- Data provided:
....................
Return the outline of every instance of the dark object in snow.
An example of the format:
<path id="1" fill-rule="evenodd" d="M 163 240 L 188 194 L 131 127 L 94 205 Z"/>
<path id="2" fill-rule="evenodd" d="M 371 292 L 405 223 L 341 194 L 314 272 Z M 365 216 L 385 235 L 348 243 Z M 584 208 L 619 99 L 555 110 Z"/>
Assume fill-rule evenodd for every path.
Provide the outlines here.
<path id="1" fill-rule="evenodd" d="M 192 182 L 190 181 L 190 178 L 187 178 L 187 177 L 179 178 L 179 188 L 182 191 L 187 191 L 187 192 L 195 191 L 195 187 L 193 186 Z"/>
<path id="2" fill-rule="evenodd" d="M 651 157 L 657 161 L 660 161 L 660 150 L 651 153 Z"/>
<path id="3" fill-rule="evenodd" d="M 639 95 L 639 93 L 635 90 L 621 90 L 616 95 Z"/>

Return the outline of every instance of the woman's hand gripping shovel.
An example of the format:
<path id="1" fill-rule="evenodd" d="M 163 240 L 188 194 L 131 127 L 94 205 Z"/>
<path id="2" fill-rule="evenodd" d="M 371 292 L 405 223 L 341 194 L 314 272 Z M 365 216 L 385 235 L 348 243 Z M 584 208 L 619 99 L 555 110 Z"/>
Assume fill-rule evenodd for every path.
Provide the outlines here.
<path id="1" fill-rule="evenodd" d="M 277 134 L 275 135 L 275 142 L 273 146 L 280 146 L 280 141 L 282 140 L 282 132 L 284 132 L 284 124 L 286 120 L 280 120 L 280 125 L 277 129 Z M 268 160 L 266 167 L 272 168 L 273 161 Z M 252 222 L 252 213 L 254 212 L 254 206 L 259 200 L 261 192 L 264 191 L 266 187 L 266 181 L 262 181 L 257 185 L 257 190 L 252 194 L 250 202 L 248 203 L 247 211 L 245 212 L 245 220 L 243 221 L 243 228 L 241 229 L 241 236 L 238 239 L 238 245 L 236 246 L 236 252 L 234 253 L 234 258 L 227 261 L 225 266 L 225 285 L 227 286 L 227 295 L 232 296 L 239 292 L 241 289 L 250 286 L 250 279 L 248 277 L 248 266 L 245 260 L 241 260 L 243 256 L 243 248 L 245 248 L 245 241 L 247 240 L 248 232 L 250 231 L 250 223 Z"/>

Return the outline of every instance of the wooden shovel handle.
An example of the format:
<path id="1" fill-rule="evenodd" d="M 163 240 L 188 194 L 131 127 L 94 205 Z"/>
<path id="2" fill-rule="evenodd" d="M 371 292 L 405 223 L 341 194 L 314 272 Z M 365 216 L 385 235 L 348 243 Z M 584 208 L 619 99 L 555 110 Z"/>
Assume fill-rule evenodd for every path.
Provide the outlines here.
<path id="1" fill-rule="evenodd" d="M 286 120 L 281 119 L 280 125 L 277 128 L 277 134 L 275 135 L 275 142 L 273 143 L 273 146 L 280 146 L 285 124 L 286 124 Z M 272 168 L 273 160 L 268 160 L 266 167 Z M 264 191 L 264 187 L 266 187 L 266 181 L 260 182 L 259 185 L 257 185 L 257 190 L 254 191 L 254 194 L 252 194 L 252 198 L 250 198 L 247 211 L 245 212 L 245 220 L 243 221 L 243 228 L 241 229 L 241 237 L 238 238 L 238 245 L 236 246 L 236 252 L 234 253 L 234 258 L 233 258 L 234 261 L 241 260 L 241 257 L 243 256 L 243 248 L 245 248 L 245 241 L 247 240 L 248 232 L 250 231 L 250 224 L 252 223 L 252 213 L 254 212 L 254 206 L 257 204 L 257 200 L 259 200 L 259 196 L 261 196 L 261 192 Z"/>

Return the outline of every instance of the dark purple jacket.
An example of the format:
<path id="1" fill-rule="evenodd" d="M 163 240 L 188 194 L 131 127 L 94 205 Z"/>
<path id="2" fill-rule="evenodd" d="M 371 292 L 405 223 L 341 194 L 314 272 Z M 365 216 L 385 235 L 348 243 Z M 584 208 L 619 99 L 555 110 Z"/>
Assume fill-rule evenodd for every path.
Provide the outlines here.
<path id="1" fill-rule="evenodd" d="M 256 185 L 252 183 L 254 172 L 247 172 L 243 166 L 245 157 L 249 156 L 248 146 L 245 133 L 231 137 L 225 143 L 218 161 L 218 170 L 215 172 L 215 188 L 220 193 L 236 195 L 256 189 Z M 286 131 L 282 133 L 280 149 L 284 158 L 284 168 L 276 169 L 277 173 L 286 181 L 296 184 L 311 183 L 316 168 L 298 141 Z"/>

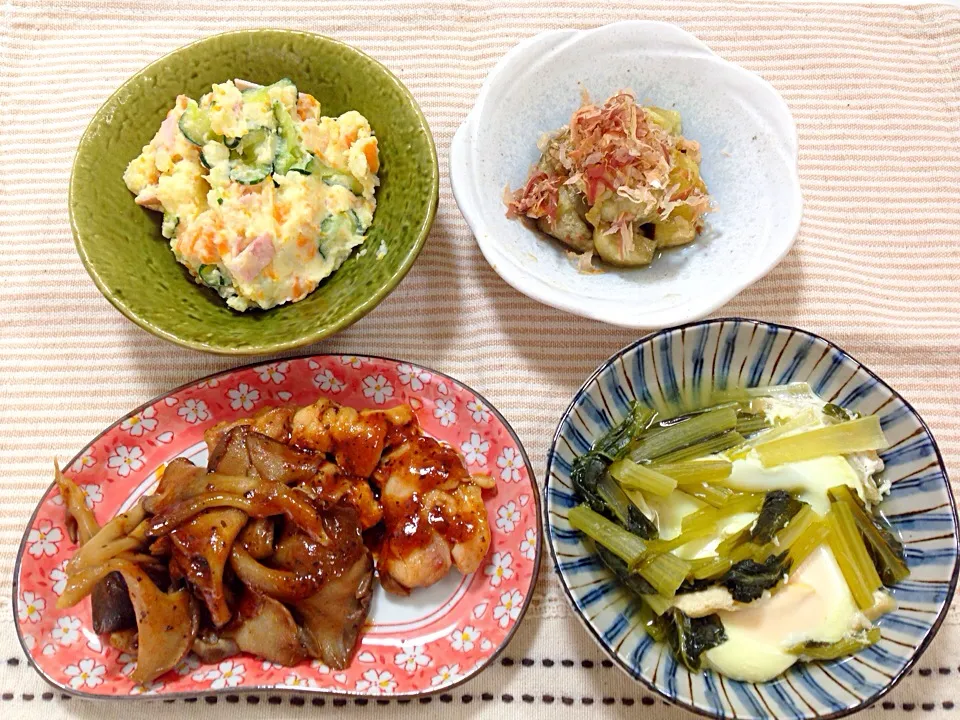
....................
- Activity: Copy every line of the data that carries the word "Return".

- Reply:
Return the outline of every instance of the dark object in snow.
Return the outline of every instance of the woman's hand gripping shovel.
Return the outline of every instance of the wooden shovel handle.
Return the outline of every instance of the dark purple jacket.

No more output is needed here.